Using the text on Cinderella's slipper, answer:
(a) How many variants of the story did Marian Rolf Cox identify in 1893?
(b) What does the French word "vair" mean?
(c) In which novel did Honoré de Balzac say the slipper was made of "menu vair"?
╭─ Source text
The OG Cinderella story had fur slippers instead of glass ones. How did the idea of glass slippers came to be?

by bob-54
gerardmenfin

The Cinderella story is a quasi-universal folk-tale with innumerable variants across cultures (it's tale 510A in the Aarne–Thompson–Uther Index): in its most usual variant, it combines a mistreated stepdaughter, beautiful clothing given by a supernatural being, a ball where a prince fall in love with her, and an identity test based on a shoe. The recent version of Charles Perrault (1697) is the best known in Western cultures and includes the glass slipper.

In 1893, folkorist Marian Rolf Cox identified 345 variants of the story, and noted that the glass shoe/slipper variant could be found in only 6 of them, who "have evidently been subjected to a French influence, and that at a comparatively recent date" (p. 506). Otherwise, Cinderella shoes are made of different materials, which is often gold, but often left unspecified, and in some variants the "proof of identity" is another object (a ring for instance).

The glass/fur debate is actually a French one, due to the homophony between verre (glass) and vair (an obsolete type of fur). The earliest recorded mention of the debate is a review by Théophile Gautier of 1839 about a production of Rossini's Cenerentola, where he said (cited by Hoffmann, 2016):

The slipper of vair (and not glass, a matter hardly suited to slippers), seems to us to be a dramatic device not inferior to that of Othello’s handkerchief.

This opinion was reiterated by Honoré de Balzac in his novel Sur Catherine de Médicis (1841): in a paragraph where a character describes how fur was a luxury item in 15-16th France, Balzac writes that Cendrillon's slipper was "without doubt made of menu vair" and not of verre.

Since then, there has been an ongoing debate in France (and later in other countries) about whether Perrault made a mistake (eg he was told vair when he collected the tale and wrote verre because he did not know what vair was) or did it on purpose. Some later editions or versions of Perrault's tale substituted vair for verre, and this issue has found its way in the public consciousness as some fun "Did you know that..." anecdote.
╰─
╭─ Supplied information
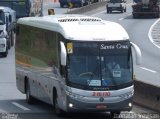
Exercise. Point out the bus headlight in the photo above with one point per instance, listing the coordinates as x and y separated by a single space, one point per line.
73 95
2 45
╰─
• Task output:
(a) 345
(b) An obsolete type of fur
(c) Sur Catherine de Médicis (1841)